• EXERCISE TASK 1: In the climate speech, how many countries did the Paris Agreement bring together?
• EXERCISE TASK 2: Give every distinct temperature figure, in degrees, that the climate speech mentions.

• QUOTED TEXT:
* START *
Hello, everybody. Let me start by thanking Prime Minister Frederiksen and Minister Kogod [sic] for inviting me to join you as you consider both the challenges and the opportunities that confront Denmark. It’s my privilege to offer a few thoughts about the crisis that I’ve been focused on day in and day out, ever since President Biden was sworn in. The fact is, the climate crisis is not only one of the most complex challenges the world is facing, but it also offers, if we approach it correctly, one of the largest opportunities for the Danish economy and all economies in the days ahead.
Six years ago, the Paris Agreement brought countries together with a goal of limiting the total increases in the Earth’s temperature to “well below” two degrees Celsius and to “pursue efforts towards 1.5.” I don’t know about you, but for me “well below” is not 1.9, it’s not 1.8, and it probably should hardly be 1.7. “Well below” means pretty close to 1.5, so we have a lot of work to do. Under the Agreement, each country is committed to do what it determined it could do collectively in order to put the world on the right path.
However, even if every country fulfilled its initial promises – and many are unfortunately falling short – but even if they did fulfill their Paris promise, the temperature of the planet would still rise by upwards of 2.5 or 3 degrees. Does that mean that Paris faked it? No. It means that Paris – the best we could do was bring 196 countries together, all of whom decided to do something to move forward, sufficient to move the world and send a signal to the marketplace that all countries were going to be open for business in alternative, renewable, sustainable development. And, for the first two years that worked: $3.5 billion was invested in alternative renewable energy. But when President Trump came in that stopped, and unfortunately my country, the United States, was absent for a dangerous period of time.
We are now seeing the consequences that – because we didn’t take on required and significant amounts of reduction – we’re seeing what’s happened at 1.2 degrees of warming since the Industrial Revolution. To contemplate doubling that to 2.5 or 3 is to clearly invite catastrophe.
* END *
• EXCERPTED DATA:
* START *
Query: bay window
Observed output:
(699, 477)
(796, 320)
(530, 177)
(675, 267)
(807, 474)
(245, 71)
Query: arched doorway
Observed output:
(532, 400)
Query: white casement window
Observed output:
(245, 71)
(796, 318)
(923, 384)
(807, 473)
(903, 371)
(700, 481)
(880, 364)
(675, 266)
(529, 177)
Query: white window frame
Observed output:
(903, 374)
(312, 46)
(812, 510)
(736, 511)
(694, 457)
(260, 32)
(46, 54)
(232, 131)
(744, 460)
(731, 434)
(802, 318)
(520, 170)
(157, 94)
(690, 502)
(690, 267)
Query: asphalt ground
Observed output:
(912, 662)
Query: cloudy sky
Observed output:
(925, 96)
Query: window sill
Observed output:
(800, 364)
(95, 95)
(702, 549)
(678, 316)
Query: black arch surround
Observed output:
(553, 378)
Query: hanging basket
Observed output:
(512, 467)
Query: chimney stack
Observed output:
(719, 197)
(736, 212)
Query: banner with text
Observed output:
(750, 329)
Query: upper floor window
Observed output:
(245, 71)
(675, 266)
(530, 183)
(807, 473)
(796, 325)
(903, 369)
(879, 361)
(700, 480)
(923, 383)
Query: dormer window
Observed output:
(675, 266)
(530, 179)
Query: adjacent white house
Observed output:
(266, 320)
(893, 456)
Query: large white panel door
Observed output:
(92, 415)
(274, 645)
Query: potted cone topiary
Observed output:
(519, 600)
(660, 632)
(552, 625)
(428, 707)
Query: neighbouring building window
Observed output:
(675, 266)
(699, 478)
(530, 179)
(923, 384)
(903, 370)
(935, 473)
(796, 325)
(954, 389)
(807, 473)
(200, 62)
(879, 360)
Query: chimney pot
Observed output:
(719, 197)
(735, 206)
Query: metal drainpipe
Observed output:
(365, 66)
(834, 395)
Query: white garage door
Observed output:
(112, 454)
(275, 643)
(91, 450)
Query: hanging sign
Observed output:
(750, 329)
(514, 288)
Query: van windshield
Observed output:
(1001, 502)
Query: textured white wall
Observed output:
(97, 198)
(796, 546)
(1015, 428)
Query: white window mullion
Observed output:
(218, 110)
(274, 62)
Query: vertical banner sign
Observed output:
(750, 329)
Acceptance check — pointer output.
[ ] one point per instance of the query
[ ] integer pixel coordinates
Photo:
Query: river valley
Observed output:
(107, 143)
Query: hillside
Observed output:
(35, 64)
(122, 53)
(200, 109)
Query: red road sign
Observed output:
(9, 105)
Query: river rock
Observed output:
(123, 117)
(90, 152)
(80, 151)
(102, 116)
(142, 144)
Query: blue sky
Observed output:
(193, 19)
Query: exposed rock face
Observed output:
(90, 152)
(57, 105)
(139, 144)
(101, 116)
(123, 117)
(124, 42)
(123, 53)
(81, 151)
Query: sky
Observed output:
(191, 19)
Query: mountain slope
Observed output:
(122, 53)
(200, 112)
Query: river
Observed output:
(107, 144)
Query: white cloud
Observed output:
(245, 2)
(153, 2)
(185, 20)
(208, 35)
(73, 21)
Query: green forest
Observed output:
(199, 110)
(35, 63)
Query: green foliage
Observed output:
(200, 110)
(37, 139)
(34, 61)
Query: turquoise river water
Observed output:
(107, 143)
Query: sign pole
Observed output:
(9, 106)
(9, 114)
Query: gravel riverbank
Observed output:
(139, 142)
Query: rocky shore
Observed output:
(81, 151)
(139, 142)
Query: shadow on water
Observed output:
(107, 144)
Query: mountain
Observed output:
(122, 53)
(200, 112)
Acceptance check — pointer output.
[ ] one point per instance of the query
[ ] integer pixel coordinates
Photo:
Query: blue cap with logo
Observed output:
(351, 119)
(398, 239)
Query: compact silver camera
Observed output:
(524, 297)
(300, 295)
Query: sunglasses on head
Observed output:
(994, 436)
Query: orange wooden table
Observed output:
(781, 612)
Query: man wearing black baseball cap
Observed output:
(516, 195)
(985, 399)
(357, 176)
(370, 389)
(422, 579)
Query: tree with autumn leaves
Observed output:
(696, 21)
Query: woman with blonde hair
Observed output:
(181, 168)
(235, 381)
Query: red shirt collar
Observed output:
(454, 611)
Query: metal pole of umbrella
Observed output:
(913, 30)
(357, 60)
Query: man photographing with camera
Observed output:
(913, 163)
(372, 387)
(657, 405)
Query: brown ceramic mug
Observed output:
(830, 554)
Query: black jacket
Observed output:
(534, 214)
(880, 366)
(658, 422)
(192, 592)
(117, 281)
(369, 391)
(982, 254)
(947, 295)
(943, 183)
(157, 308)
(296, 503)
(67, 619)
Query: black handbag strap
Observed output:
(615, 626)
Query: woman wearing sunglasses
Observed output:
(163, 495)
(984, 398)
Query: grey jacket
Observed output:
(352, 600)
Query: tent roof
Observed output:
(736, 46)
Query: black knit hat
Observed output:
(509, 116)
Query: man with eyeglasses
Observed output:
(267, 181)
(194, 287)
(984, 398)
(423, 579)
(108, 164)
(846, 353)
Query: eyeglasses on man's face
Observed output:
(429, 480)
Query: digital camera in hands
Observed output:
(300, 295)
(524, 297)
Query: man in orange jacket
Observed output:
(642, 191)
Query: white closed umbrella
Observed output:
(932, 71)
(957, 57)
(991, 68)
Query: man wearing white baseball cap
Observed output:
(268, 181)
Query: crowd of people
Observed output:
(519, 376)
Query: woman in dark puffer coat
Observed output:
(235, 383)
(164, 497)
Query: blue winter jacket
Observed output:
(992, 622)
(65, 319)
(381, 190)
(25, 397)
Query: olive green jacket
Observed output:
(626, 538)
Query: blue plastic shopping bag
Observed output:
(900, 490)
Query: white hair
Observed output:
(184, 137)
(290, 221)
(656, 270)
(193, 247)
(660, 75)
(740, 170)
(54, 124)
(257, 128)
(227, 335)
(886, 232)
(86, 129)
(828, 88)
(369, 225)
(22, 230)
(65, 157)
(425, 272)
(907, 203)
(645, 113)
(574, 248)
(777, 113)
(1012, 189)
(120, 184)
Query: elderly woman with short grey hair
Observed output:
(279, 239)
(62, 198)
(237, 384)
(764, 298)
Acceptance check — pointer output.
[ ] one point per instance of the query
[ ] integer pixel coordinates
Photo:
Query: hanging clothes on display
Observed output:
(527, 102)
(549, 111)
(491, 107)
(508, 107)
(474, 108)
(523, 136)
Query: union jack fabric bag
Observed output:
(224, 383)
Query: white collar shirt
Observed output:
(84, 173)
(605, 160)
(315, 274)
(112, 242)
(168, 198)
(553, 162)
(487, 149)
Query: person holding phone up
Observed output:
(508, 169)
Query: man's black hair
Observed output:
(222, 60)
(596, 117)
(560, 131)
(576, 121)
* END *
• FULL OUTPUT 1: 196 countries

• FULL OUTPUT 2: 2, 1.5, 1.9, 1.8, 1.7, 2.5, 3, 1.2